__Records supplied__.
———

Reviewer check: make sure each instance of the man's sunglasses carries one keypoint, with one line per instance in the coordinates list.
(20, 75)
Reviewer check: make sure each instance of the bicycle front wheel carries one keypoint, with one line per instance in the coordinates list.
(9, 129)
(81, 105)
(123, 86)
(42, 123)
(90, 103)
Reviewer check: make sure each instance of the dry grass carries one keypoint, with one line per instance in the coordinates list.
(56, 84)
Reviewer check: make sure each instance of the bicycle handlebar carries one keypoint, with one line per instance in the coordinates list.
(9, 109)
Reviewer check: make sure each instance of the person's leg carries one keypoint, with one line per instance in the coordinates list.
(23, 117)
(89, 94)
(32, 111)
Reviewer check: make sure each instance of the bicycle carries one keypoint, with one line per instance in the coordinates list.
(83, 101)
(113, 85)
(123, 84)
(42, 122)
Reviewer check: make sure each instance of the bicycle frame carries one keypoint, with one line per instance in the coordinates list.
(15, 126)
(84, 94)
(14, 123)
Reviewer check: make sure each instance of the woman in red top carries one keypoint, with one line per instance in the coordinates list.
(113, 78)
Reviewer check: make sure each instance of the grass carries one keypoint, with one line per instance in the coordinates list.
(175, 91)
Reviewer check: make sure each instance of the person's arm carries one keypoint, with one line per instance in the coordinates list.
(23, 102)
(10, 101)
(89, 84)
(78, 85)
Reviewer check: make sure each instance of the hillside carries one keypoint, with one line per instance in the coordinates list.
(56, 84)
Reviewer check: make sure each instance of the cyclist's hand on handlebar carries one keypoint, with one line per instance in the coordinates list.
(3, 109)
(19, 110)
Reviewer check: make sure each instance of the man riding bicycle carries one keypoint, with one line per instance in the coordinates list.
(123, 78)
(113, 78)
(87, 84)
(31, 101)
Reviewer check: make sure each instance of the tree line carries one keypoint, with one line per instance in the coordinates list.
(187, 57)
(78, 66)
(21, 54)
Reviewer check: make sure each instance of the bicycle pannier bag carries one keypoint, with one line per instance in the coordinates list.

———

__The problem__.
Reproduce all of the data above verbatim, line for line.

__Problem solution__.
Reviewer check: make sure each instance of the man's sunglasses carries one keypoint, with one line per instance in the coordinates list.
(20, 75)
Reviewer check: make sure each instance of the bicycle front wheel carries one keypoint, with one line per instance in the coordinates list.
(9, 129)
(81, 105)
(123, 86)
(42, 123)
(90, 103)
Reviewer check: make sure each instance of the dry grass carries one keypoint, with one line per instance in the coordinates list.
(56, 84)
Reviewer check: make sure each instance of the bicycle handlebar carries one keypoint, with one line per instance in the coordinates list.
(9, 109)
Reviewer check: make sure each instance of the person's leg carries one keypoint, with one line per instance in the coordinates list.
(23, 117)
(89, 94)
(32, 111)
Reviewer check: make sure each instance of the bicycle carries one keypoint, with one line per instance in the coordinates list.
(83, 101)
(113, 85)
(123, 84)
(42, 122)
Reviewer check: make sure each instance of the bicycle frame carries one keypoint, with one line per instance in the coordinates list.
(15, 126)
(84, 94)
(14, 123)
Reviewer check: make sure each instance of the woman in red top carries one keypoint, with one line per instance in the coordinates list.
(113, 78)
Reviewer check: make sure each instance of the grass carries one keypoint, with one line per instance in the coordinates list.
(175, 91)
Reviewer check: make sure each instance of the person's arm carries one keypoint, with one line per instance in the coordinates list.
(23, 102)
(10, 101)
(89, 84)
(78, 85)
Reviewer check: make sure each instance of the hillside carries one keypoint, with one line per instance in the coordinates list.
(56, 84)
Reviewer check: make sure each instance of the cyclist's hand on handlebar carries one keypoint, with one line per instance in the coordinates list.
(3, 109)
(19, 110)
Reviewer check: make sure each instance of the man riding bicycle carries one keypoint, with one line per instance in the coordinates list.
(123, 78)
(113, 78)
(87, 84)
(31, 101)
Reviewer check: make sure each instance of the tree line carries one keypoint, with one line per instance in the coordinates list.
(187, 57)
(78, 66)
(21, 54)
Reviewer check: make sure each instance of the bicycle pannier bag carries one keypoint, with one line per instance in the coordinates list.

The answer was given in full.